▶ TEXT TO READ
# Paint grade millwork.. best finish?



## healthyhomes (Mar 14, 2008)

To all the painting and wood finishing pros-

When painting things like doors, window jambs, hand rails etc, what is the best way to finish? Acrylic paint sprayed on? Laquer? Our painter currently sprays all doors, casing, and base in 100 percent acrylic paint (usually white) and it gives a decent finish, but it still isn't super smooth. Any pointers!? I would love to improve upon the quality of finish of our paint grade millwork.

Also, what would you say is the most common approach to this (best quality or not?)


----------



## Kent Whitten (Mar 24, 2006)

How super smooth are we talking? Can you describe what the finish is presently that has you less than happy?


----------



## healthyhomes (Mar 14, 2008)

I guess I want something that resembles a pre-finished product of sorts, or like a lacquered cabinet maybe. Something that will set our finished product apart from others. Currently when the painters paint aspen, pine, birch etc with a latex product, it just looks and feels like a painted wall (orange peely, and just "cheap looking and feeling").

▶ PROMPT A
In the forum thread on paint grade millwork, what does the painter currently spray on the doors, casing, and base?
▶ PROMPT B
Copy the part of the forum thread on paint grade millwork starting with "Also, what would" and going on through "less than happy?", putting "satisfied" in place of "happy".

▶ RECORD SET
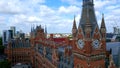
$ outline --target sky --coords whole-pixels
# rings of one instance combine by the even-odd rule
[[[104,13],[107,32],[120,27],[120,0],[94,0],[94,7],[99,26]],[[78,26],[81,9],[82,0],[0,0],[0,32],[15,26],[28,33],[42,25],[48,33],[71,33],[74,16]]]

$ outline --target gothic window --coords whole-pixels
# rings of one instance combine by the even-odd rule
[[[78,64],[76,68],[84,68],[82,65]]]

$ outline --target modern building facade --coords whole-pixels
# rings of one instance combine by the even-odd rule
[[[5,52],[12,64],[31,64],[32,68],[115,68],[106,51],[104,15],[99,28],[93,0],[83,0],[78,28],[75,18],[73,21],[72,39],[54,38],[53,34],[47,38],[40,25],[32,27],[30,40],[9,41]]]

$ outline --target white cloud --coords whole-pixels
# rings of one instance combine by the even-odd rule
[[[69,7],[64,7],[64,6],[61,6],[58,10],[59,13],[61,14],[64,14],[64,13],[79,13],[80,12],[80,8],[79,7],[76,7],[76,6],[69,6]]]

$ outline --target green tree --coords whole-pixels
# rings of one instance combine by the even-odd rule
[[[1,61],[0,68],[11,68],[10,62],[8,60]]]

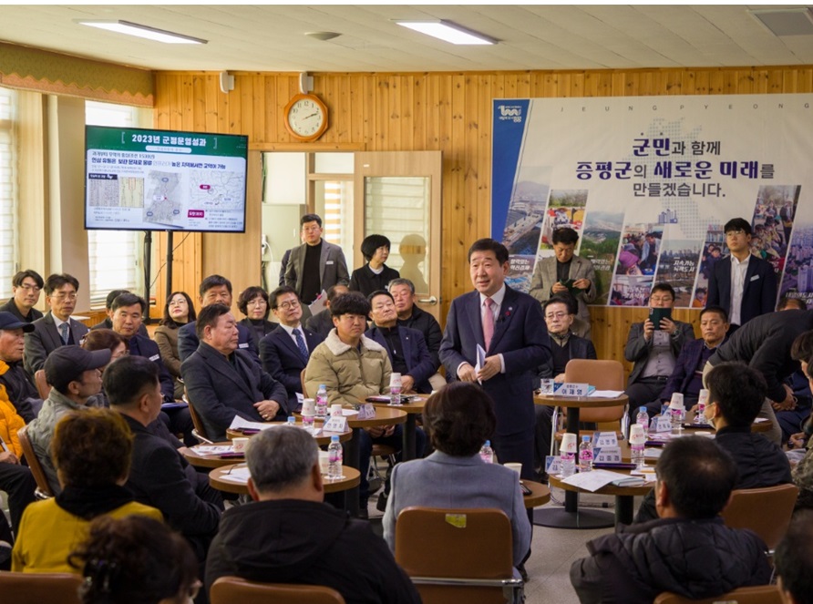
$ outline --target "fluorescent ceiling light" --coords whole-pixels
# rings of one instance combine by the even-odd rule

▶ EXERCISE RESULT A
100 percent acrylic paint, usually white

▶ EXERCISE RESULT B
Also, what would you say is the most common approach to this (best quality or not?)


----------



## Kent Whitten (Mar 24, 2006)

How super smooth are we talking? Can you describe what the finish is presently that has you less than satisfied?